══ TEXTAUSZUG

Daniela Klette in der JVA Vechta: Bitte keine Bimmelbahn

Was darf Daniela Klette im Gefängnis lesen oder schreiben? Und wie krank muss man sein, um nicht vom BKA vernommen zu werden?

  • Jürgen Schneider
  • Lesedauer: 5 Min.
Was darf alles in den »Kultursack«? Daniela Klette beim 10. Verhandlungstag vor Gericht, Ende Mai.
Was darf alles in den »Kultursack«? Daniela Klette beim 10. Verhandlungstag vor Gericht, Ende Mai.

Am 27. Mai 2025 erschien im »nd« mein Text »Ein entwendeter Brief«. Ich beschrieb darin, dass ein Brief an Daniela Klette, die in Vechta in der Justizvollzugsanstalt für Frauen einsitzt, der Gefangenen nicht ausgehändigt werden sollte mit der Begründung, er enthalte keine »individuelle Kommunikation«. In diesem Brief befand sich unter anderem ein Auszug aus einem autobiografischen, also höchst individuellen schriftstellerischen Werk von mir, das in der »Neuen Berliner Illustrierten Zeitung« veröffentlicht wurde.

Daniela Klette hat auf meinen »nd«-Text reagiert. Ihr dreiseitiger Brief, mangels Schreibmaschine handschriftlich verfasst am 31. Mai 2025, traf bei mir am 18. Juni ein (Poststempel: »170625«). Der amtliche U-Haftpostprüfer scheint ein äußerst langsamer Leser zu sein. In diesem Brief schildert Daniela Klette, dass ihre Schwester ihr einen Artikel über den Umbau einer Bimmelbahn bei Karlsruhe schicken wollte, über den die Karlsruher Schwestern bei einem ihrer alle 14 Tage erfolgenden Telefonate gesprochen hatten. Der Artikel durfte wiederum mangels »individueller Kommunikation« nicht in die JVA geschickt werden.

Daniela Klette wiederum wollte ihrer Schwester zwei Artikel aus den ihr genehmigten und ausgehändigten Zeitungen zukommen lassen. Bei einem dieser Artikel ging es um Straßenhunde in Istanbul und Athen, die bei Demonstrationen mitlaufen. Der zweite Zeitungstext handelte von Ratten, die trainiert werden, Landminen zu detektieren. Solche Ratten kommen beispielsweise in Kambodscha zum Einsatz. Diese Artikel, die ebenfalls Gegenstand der Telefongespräche zwischen den beiden Schwestern waren, durften die JVA Vechta nicht verlassen.

════
══ EXTRAHIERTE DATEN

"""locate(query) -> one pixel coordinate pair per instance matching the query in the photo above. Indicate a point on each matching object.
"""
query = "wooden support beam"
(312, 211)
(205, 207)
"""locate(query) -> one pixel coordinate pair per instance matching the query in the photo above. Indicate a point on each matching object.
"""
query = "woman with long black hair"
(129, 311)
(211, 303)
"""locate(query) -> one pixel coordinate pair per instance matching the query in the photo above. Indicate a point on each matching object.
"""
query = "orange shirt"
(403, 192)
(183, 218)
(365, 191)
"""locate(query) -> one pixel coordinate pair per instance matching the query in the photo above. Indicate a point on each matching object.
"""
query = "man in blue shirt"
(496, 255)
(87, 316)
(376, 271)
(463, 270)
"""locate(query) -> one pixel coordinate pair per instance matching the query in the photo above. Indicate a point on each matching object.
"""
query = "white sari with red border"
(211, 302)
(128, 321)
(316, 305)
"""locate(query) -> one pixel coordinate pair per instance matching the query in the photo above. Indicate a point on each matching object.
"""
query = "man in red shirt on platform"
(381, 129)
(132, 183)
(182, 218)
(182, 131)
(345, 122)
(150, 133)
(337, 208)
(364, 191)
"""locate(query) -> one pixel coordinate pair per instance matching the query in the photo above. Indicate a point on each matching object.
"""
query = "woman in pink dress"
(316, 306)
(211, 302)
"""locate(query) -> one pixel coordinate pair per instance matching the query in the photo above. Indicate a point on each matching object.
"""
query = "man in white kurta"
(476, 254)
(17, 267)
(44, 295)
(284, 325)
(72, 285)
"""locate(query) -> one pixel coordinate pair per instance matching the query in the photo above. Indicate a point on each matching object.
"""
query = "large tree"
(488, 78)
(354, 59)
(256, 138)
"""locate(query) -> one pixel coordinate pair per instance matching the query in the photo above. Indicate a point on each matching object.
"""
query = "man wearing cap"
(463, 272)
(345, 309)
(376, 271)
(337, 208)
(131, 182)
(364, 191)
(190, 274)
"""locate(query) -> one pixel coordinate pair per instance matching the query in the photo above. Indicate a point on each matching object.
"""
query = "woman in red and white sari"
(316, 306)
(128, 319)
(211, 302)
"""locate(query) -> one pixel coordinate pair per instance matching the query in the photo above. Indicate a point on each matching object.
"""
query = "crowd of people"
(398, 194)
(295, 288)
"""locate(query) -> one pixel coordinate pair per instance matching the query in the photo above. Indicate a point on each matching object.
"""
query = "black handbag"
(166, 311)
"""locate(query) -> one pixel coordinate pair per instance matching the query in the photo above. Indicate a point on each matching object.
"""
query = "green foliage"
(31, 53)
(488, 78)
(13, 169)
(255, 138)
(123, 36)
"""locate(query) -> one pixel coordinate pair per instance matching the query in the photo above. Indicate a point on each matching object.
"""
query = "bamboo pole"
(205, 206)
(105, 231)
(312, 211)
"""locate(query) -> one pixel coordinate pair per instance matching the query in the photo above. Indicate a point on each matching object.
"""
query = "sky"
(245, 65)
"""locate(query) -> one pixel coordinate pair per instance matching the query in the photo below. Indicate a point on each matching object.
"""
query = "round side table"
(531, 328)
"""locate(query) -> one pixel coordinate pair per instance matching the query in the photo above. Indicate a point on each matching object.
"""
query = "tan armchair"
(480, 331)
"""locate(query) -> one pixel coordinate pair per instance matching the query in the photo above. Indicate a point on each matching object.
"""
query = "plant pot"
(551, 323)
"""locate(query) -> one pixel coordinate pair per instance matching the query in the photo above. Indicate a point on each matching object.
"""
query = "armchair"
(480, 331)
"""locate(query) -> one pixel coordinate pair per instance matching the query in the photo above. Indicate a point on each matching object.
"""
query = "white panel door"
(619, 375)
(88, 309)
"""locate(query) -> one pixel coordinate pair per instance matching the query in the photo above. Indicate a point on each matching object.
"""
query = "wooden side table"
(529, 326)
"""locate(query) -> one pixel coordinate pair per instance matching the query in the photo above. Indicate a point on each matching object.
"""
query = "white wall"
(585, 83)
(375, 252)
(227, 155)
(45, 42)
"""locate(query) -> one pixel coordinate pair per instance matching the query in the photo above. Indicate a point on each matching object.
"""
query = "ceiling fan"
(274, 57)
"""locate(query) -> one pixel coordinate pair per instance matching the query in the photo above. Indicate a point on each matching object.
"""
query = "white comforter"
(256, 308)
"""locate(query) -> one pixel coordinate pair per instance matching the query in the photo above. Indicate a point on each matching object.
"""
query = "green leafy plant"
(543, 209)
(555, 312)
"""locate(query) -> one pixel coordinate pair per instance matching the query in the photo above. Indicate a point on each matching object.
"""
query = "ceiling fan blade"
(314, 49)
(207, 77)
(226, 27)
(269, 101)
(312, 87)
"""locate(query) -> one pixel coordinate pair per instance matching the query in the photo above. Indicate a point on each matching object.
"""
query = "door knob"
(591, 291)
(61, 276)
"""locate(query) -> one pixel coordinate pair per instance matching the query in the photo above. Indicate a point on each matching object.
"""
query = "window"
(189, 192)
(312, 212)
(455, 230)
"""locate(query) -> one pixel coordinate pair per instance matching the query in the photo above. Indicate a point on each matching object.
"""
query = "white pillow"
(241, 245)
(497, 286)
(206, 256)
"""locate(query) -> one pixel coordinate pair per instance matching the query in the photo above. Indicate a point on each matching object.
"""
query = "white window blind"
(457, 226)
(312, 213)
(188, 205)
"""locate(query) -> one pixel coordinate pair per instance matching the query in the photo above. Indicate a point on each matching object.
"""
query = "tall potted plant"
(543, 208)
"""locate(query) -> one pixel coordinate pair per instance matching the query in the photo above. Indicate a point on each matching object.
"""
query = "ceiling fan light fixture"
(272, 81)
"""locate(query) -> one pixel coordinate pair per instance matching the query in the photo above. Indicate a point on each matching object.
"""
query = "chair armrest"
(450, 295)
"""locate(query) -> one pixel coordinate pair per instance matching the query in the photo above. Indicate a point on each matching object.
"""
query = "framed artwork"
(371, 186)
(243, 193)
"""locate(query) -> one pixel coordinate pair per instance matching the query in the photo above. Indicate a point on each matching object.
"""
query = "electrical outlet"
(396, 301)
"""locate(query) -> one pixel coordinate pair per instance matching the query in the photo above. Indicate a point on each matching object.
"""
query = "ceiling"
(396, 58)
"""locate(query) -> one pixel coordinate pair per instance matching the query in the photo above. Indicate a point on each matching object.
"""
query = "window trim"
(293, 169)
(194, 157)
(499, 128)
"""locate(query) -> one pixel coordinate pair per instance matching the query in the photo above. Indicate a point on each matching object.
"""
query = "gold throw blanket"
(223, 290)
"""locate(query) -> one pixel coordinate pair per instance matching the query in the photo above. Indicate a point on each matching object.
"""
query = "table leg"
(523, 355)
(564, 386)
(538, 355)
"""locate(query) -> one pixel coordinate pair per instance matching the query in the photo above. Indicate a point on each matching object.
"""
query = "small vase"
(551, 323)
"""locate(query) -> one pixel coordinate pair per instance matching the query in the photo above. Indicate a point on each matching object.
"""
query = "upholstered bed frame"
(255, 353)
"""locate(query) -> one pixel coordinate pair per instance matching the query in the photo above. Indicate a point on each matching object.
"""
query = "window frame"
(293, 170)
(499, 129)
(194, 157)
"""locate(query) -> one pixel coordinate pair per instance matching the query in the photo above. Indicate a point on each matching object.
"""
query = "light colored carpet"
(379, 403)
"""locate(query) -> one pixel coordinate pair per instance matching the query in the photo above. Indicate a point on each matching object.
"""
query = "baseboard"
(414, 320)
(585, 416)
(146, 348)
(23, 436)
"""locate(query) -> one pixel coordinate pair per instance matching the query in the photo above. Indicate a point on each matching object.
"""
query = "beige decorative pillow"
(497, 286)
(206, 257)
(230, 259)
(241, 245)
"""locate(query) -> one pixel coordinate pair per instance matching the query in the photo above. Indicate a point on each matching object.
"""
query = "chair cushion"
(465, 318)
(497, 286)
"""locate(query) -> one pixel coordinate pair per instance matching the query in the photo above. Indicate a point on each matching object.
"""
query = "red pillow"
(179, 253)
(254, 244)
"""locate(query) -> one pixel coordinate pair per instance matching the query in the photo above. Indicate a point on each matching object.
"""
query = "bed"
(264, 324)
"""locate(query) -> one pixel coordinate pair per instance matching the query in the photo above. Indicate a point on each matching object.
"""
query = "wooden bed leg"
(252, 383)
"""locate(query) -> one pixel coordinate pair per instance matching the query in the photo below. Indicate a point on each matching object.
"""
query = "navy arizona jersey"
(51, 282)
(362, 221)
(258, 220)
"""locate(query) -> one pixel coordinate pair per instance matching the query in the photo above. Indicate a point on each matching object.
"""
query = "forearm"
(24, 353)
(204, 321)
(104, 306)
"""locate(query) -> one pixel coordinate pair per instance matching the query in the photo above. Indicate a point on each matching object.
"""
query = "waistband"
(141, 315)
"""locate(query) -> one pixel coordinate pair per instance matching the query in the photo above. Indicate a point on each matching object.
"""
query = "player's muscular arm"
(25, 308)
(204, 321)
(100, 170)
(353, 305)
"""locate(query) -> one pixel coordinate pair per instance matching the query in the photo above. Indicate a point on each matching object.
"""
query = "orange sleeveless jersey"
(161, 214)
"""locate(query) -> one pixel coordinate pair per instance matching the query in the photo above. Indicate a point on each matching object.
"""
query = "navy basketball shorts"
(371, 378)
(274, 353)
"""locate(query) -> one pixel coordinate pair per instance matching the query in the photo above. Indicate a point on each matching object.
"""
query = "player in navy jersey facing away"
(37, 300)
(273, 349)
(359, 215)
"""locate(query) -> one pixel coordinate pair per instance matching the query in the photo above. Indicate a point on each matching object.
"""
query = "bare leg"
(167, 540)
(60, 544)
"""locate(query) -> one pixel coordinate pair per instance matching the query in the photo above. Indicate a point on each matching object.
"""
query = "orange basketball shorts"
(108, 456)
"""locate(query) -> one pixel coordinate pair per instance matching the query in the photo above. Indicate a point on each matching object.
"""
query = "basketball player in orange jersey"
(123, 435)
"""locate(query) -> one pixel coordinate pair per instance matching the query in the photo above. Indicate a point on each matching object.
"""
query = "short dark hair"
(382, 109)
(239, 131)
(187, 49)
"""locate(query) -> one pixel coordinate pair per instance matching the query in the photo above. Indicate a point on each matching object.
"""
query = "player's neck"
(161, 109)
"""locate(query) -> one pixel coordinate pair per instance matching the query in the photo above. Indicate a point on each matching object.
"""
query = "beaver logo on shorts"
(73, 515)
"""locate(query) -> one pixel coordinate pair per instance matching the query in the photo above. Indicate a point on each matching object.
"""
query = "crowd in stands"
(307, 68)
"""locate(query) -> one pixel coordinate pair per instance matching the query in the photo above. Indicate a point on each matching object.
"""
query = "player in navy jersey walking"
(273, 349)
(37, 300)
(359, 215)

════

AUFGABE>
Schreibe den Bericht über Daniela Klettes Post in der JVA Vechta im Anschluss an seinen letzten Satz weiter. Die Zeilen werden zur Bearbeitung nicht gebraucht.

LÖSUNG>
Im Internet las ich in einer rechtsanwaltlichen Darstellung, dass Briefe, in denen es auch um den Tatvorwurf geht, immer als Beweismittel beschlagnahmt werden. Ebenso können Briefe mit Inhalten, die die Ordnung der JVA oder den Haftzweck gefährden können, angehalten werden. Was eine Karlsruher Bimmelbahn, Zeitungsartikel über Tauben und Ratten mit dem Tatvorwurf zu tun haben oder wie diese die Anstaltsordnung beziehungsweise den Haftzweck gefährden sollen, bleibt ebenso das Geheimnis derer, die eine Kommunikation zwischen der Gefangenen und ihrer Schwester unterbinden, wie die Erklärung, wie mit dieser Zensurmaßnahme eine Flucht-, Verdunkelungs- oder Wiederholungsgefahr (Paragraf 119 der Strafprozessordnung: Haftgrundbezogene Beschränkungen während der Untersuchungshaft, Abs. 1) abgewehrt wird.

Just an dem Tag, als mein Text »Ein entwendeter Brief« im »nd« erschien, fand ich eine Vorladung zur Vernehmung durch das Bundeskriminalamt im Briefkasten. Die Vernehmung war auf den 20. Juni 2025 terminiert. Die Vorladung enthielt ein Aktenzeichen und den Hinweis, ich solle in einem Ermittlungsverfahren wegen Mordes vernommen werden. Nachdem mein Anwalt das BKA darauf hingewiesen hatte, dass die Vernehmungssache spezifiziert werden müsse, erhielt ich eine zweite Vorladung mit dem Hinweis, es handele sich um ein Ermittlungsverfahren gegen Daniela Klette. Meine Frage, ob ich als Journalist vernommen werden soll, wollte das BKA nicht beantworten.

Ich bin nicht der Einzige, der vom BKA eine Vorladung zur Vernehmung bekommen hat. Bislang sind etliche Personen, die in brieflichem Kontakt mit Daniela Klette stehen oder standen oder Besuchsanträge stellten, vorgeladen worden, dem BKA bei der Erkenntniserweiterung behilflich zu sein. Wer keine verwendbaren Aussagen liefern kann oder möchte, wird unter Verdacht gestellt und Haftandrohungen ausgesetzt. Die Bundesanwaltschaft kommt offenbar bei ihren Ermittlungen wegen der mutmaßlichen Tatbeteiligung von Daniela Klette an Aktionen der Roten Armee Fraktion nicht voran und simuliert mit den Vorladungen Geschäftigkeit, die von keiner rechtsstaatlichen Institution kontrolliert wird.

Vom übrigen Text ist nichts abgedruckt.